> **WHAT TO DO**:
All of the data should be restated exactly as it stands.

> **INFORMATION SUPPLIED**:
BEGIN

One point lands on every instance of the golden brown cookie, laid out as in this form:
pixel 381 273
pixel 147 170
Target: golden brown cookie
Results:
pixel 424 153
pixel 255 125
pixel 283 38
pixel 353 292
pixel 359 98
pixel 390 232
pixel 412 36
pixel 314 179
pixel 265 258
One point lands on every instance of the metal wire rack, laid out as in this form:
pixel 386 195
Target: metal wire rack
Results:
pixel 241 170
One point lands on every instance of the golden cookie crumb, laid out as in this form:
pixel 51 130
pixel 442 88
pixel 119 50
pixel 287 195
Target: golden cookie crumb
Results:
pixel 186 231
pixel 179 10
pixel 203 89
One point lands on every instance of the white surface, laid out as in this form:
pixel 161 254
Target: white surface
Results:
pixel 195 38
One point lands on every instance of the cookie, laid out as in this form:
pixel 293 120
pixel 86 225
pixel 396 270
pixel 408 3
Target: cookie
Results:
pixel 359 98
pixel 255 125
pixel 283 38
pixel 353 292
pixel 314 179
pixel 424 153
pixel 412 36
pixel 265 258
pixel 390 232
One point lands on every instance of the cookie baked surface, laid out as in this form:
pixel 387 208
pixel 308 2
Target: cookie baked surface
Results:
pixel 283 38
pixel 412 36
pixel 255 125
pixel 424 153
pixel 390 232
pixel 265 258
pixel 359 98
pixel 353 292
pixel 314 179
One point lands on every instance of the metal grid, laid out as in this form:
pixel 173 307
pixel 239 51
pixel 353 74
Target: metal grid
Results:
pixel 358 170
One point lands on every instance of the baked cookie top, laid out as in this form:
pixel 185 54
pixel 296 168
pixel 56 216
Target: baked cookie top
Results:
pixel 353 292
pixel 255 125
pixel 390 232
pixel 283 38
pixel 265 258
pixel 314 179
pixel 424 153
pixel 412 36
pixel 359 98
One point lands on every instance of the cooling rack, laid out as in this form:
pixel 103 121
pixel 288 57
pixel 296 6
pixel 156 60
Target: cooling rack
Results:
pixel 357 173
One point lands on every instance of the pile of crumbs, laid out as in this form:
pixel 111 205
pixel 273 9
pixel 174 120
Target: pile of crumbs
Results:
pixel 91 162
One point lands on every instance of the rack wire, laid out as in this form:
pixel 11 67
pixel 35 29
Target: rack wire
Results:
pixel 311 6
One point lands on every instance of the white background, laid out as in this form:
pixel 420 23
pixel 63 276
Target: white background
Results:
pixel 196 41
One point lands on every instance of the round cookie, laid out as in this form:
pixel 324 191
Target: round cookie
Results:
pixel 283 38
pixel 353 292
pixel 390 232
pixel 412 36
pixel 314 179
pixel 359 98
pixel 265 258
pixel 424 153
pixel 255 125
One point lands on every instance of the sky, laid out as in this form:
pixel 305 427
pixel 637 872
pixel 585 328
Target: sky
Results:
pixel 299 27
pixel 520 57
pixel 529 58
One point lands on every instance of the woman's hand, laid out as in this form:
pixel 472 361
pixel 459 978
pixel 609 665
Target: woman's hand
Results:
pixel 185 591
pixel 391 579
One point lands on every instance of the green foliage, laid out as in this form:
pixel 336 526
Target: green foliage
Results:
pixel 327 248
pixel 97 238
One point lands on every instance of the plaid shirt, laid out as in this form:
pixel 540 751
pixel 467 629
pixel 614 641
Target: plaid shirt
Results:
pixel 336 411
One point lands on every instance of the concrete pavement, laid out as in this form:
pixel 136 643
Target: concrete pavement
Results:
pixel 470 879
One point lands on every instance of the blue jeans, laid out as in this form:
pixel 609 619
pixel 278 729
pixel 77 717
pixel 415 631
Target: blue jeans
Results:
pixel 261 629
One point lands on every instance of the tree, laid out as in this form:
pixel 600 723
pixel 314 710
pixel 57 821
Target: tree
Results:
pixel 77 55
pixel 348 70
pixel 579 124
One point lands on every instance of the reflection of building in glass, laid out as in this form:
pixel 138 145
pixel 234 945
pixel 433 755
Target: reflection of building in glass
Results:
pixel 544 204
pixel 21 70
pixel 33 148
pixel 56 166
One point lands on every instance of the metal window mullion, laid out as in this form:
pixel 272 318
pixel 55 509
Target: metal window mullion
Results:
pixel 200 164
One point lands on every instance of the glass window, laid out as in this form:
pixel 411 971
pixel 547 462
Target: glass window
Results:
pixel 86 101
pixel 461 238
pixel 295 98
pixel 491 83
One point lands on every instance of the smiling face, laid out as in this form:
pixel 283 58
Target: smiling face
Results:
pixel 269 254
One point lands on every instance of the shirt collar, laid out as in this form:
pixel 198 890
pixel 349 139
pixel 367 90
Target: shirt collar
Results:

END

> **EXERCISE ANSWER**:
One point lands on every instance of the golden brown cookie, laid out as in this form:
pixel 381 273
pixel 147 170
Target: golden brown cookie
Results:
pixel 424 153
pixel 255 125
pixel 283 38
pixel 353 292
pixel 359 98
pixel 390 232
pixel 412 36
pixel 314 179
pixel 265 258
One point lands on every instance of the metal wire rack, laid out as in this form:
pixel 386 195
Target: metal wire rack
Results:
pixel 241 170
One point lands on every instance of the golden cookie crumb, laid out as in this form:
pixel 51 130
pixel 442 88
pixel 119 50
pixel 287 195
Target: golden cookie crumb
Results:
pixel 186 231
pixel 179 10
pixel 203 89
One point lands on every instance of the white surface, laid out as in this form:
pixel 161 254
Target: white surface
Results:
pixel 195 38
One point lands on every instance of the cookie, laid out as in this form:
pixel 293 120
pixel 86 225
pixel 396 270
pixel 408 3
Target: cookie
Results:
pixel 359 98
pixel 255 125
pixel 283 38
pixel 353 292
pixel 314 179
pixel 424 153
pixel 412 36
pixel 265 258
pixel 390 232
One point lands on every instance of the cookie baked surface, laid out as in this form:
pixel 387 208
pixel 308 2
Target: cookie baked surface
Results:
pixel 283 38
pixel 412 36
pixel 255 125
pixel 424 153
pixel 390 232
pixel 265 258
pixel 359 98
pixel 353 292
pixel 314 179
One point lands on every instance of the metal grid, laid out as in this form:
pixel 173 307
pixel 239 51
pixel 353 74
Target: metal grid
Results:
pixel 358 170
One point lands on every instance of the baked cookie top, laid out as in this form:
pixel 185 54
pixel 296 168
pixel 56 216
Target: baked cookie top
Results:
pixel 353 292
pixel 255 125
pixel 390 232
pixel 283 38
pixel 265 258
pixel 314 179
pixel 424 153
pixel 412 36
pixel 359 98
One point lands on every instance of the cooling rack, laid out as in this form:
pixel 103 121
pixel 288 57
pixel 296 6
pixel 156 60
Target: cooling rack
Results:
pixel 357 173
One point lands on every instance of the pile of crumbs, laid out as in this form:
pixel 111 205
pixel 273 9
pixel 174 120
Target: pile of crumbs
Results:
pixel 91 162
One point lands on every instance of the rack wire, laid out as in this form:
pixel 11 67
pixel 35 29
Target: rack wire
Results:
pixel 311 6
One point lands on every instance of the white background, laid out as in this form:
pixel 420 23
pixel 63 276
Target: white background
Results:
pixel 196 41
One point lands on every instance of the round cookie, laid out as in this form:
pixel 324 191
Target: round cookie
Results:
pixel 283 38
pixel 353 292
pixel 390 232
pixel 412 36
pixel 314 179
pixel 359 98
pixel 265 258
pixel 424 153
pixel 255 125
One point lands on every instance of the sky, laid out as in this form:
pixel 305 427
pixel 637 872
pixel 585 328
Target: sky
Results:
pixel 299 27
pixel 520 57
pixel 529 58
One point lands on every instance of the woman's hand, laid out as in this form:
pixel 472 361
pixel 459 978
pixel 609 665
Target: woman's hand
Results:
pixel 185 591
pixel 391 579
One point lands on every instance of the green foliage, laid out as in this form:
pixel 336 526
Target: green foliage
Results:
pixel 327 248
pixel 97 238
One point lands on every instance of the plaid shirt, laid out as in this form:
pixel 540 751
pixel 467 629
pixel 614 641
Target: plaid shirt
Results:
pixel 336 411
One point lands on every instance of the concrete pavement, laid out as in this form:
pixel 136 643
Target: concrete pavement
Results:
pixel 470 879
One point lands on every instance of the blue jeans, laid out as in this form:
pixel 609 619
pixel 278 729
pixel 77 717
pixel 415 631
Target: blue jeans
Results:
pixel 261 629
One point lands on every instance of the tree, laid out as in this form:
pixel 600 723
pixel 314 710
pixel 57 821
Target: tree
Results:
pixel 77 55
pixel 348 70
pixel 579 124
One point lands on every instance of the reflection of building in glass, laid out as in this form:
pixel 138 145
pixel 234 945
pixel 433 755
Target: reflection of building in glass
Results:
pixel 544 204
pixel 21 70
pixel 33 148
pixel 56 166
One point lands on every instance of the metal window mullion, laid out as in this form:
pixel 272 318
pixel 55 509
Target: metal window mullion
Results:
pixel 200 164
One point lands on every instance of the glass window, laid out as in this form:
pixel 411 971
pixel 547 462
Target: glass window
Results:
pixel 86 101
pixel 461 238
pixel 295 98
pixel 491 83
One point lands on every instance of the smiling face, laid out as in this form:
pixel 283 58
Target: smiling face
Results:
pixel 269 254
One point lands on every instance of the shirt collar, laid out as in this form:
pixel 198 890
pixel 349 139
pixel 367 90
Target: shirt collar
Results:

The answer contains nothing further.